> _Assignment_
Starting at the line below holding "mark: the bright" and stopping at the line holding "mark: the solar", print every line exactly, both ends included, and leave the rest out.

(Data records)
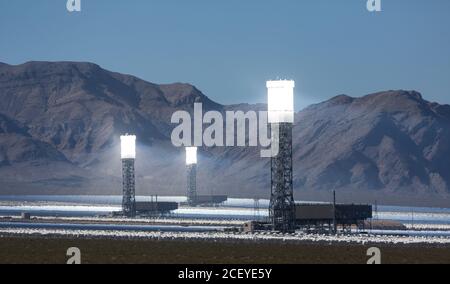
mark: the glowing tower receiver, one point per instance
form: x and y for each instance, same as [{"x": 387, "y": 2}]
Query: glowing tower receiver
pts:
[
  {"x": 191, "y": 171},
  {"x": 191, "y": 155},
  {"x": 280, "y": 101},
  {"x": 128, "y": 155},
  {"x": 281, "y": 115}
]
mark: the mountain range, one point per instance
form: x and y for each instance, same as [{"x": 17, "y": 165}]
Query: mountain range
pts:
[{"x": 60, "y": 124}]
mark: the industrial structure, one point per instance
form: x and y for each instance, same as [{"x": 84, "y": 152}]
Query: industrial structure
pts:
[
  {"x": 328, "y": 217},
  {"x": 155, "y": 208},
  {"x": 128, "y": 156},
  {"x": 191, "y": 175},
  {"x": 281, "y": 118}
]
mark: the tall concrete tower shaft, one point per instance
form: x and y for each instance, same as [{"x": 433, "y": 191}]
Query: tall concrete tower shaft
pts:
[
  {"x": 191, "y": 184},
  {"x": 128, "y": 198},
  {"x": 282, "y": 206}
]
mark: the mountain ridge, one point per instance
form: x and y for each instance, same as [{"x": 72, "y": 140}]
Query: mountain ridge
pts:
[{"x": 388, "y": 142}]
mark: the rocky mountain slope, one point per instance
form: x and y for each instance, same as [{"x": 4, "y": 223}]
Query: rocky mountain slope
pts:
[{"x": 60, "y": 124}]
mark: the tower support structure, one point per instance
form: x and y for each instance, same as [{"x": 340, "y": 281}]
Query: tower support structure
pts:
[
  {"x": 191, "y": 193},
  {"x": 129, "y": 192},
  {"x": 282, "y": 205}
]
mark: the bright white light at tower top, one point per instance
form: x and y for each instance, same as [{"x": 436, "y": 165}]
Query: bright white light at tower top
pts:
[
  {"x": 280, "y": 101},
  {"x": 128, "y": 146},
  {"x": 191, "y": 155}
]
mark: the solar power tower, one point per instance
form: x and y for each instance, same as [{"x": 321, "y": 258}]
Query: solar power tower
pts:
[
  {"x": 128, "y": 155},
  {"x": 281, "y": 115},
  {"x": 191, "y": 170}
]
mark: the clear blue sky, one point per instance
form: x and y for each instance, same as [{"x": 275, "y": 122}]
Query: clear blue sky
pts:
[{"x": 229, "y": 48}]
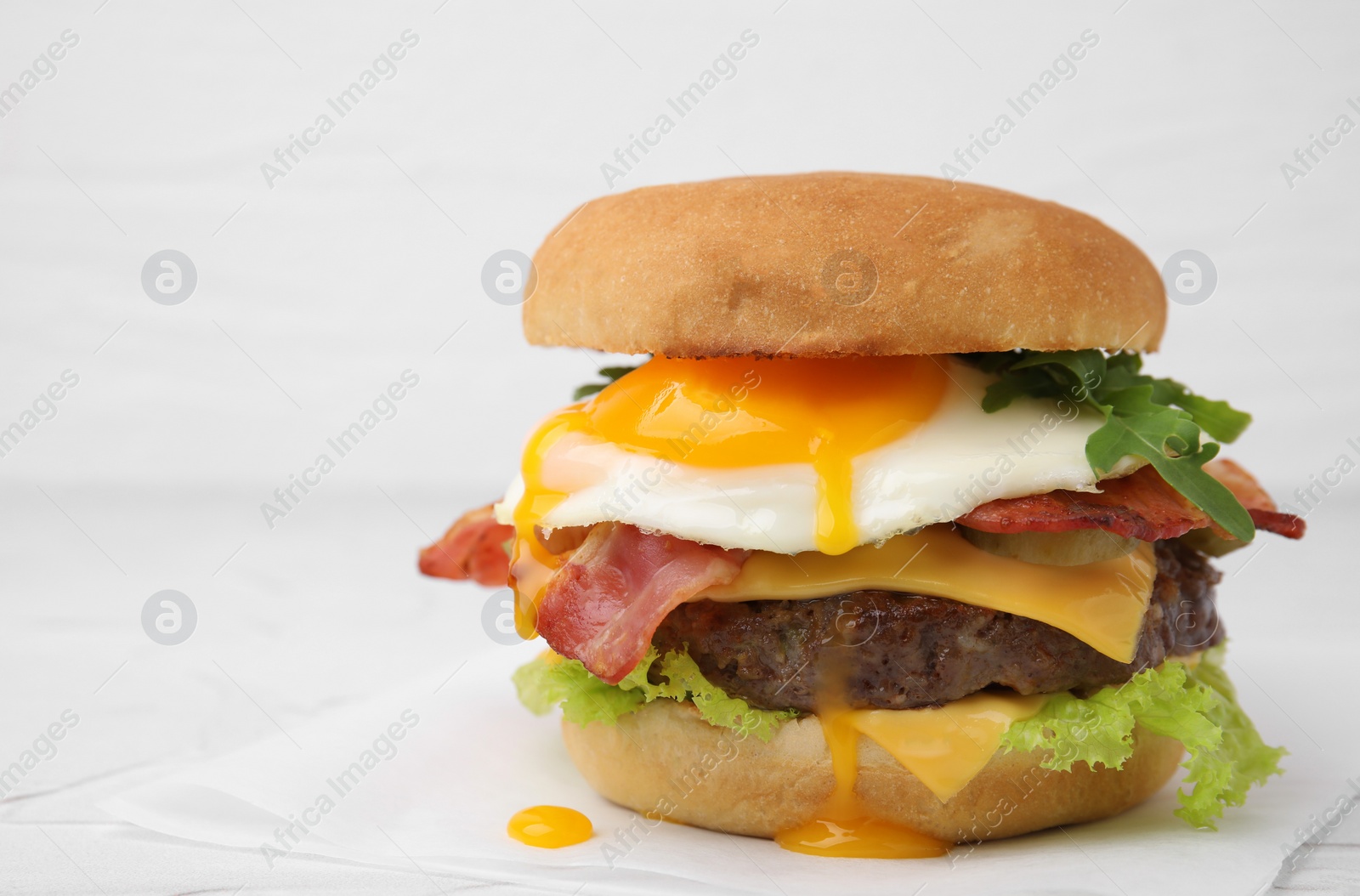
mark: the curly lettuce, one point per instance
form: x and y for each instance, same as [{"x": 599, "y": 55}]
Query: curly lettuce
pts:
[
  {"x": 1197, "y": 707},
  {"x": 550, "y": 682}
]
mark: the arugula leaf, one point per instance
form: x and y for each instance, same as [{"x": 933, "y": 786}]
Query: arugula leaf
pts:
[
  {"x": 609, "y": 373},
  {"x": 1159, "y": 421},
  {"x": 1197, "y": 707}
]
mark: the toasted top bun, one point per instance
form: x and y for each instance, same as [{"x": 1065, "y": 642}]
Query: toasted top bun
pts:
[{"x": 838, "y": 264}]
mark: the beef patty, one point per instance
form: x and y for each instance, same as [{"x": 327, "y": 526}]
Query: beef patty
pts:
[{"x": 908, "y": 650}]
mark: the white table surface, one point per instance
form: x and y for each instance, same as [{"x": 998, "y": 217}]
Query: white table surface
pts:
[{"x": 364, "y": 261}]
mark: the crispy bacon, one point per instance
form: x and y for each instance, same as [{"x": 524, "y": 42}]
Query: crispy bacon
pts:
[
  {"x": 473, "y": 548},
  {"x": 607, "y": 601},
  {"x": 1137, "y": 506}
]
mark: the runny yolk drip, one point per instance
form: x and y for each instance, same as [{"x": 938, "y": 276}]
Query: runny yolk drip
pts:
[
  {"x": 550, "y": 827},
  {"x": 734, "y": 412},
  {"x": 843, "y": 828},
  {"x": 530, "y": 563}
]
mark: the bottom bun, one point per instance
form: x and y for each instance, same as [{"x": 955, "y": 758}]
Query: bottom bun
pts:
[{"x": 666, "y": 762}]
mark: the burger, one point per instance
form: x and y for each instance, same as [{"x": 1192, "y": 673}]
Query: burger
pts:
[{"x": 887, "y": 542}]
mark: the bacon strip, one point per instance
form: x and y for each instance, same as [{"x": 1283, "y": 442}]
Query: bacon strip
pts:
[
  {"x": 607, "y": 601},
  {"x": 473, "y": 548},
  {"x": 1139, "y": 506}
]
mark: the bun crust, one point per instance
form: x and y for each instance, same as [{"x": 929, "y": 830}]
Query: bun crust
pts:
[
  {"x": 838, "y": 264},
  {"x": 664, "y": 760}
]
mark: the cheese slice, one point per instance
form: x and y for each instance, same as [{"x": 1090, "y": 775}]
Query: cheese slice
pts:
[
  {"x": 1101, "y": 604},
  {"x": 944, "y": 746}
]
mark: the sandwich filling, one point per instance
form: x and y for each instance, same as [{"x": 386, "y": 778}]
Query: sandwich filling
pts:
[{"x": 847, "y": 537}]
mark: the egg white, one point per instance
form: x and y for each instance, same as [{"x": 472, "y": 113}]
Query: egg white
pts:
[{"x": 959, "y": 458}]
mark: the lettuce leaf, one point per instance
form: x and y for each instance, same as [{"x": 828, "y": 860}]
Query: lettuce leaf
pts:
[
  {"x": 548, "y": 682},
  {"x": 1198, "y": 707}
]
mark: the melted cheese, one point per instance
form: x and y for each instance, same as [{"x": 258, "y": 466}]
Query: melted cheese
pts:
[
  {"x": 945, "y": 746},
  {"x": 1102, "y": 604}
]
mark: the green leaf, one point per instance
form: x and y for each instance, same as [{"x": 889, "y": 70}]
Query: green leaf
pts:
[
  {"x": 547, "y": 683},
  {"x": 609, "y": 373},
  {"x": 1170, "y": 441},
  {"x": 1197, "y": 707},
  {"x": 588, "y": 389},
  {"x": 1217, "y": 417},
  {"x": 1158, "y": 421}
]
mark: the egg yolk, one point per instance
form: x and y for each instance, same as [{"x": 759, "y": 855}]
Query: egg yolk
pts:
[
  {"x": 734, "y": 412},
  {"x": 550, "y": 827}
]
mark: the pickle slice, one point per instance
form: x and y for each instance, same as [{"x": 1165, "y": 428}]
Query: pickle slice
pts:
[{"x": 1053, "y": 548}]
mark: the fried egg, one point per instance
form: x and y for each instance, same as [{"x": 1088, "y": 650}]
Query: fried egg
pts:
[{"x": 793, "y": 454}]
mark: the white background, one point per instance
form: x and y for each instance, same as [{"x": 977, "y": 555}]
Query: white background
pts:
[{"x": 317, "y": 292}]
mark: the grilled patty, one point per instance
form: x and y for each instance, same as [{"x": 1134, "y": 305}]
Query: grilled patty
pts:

> _Finished exercise_
mark: the bright white light at tower top, one point per instance
form: x and y for each instance, same as [{"x": 436, "y": 165}]
Query: bright white light at tower top
pts:
[
  {"x": 280, "y": 101},
  {"x": 128, "y": 146},
  {"x": 191, "y": 155}
]
mark: the solar power tower, one point per instance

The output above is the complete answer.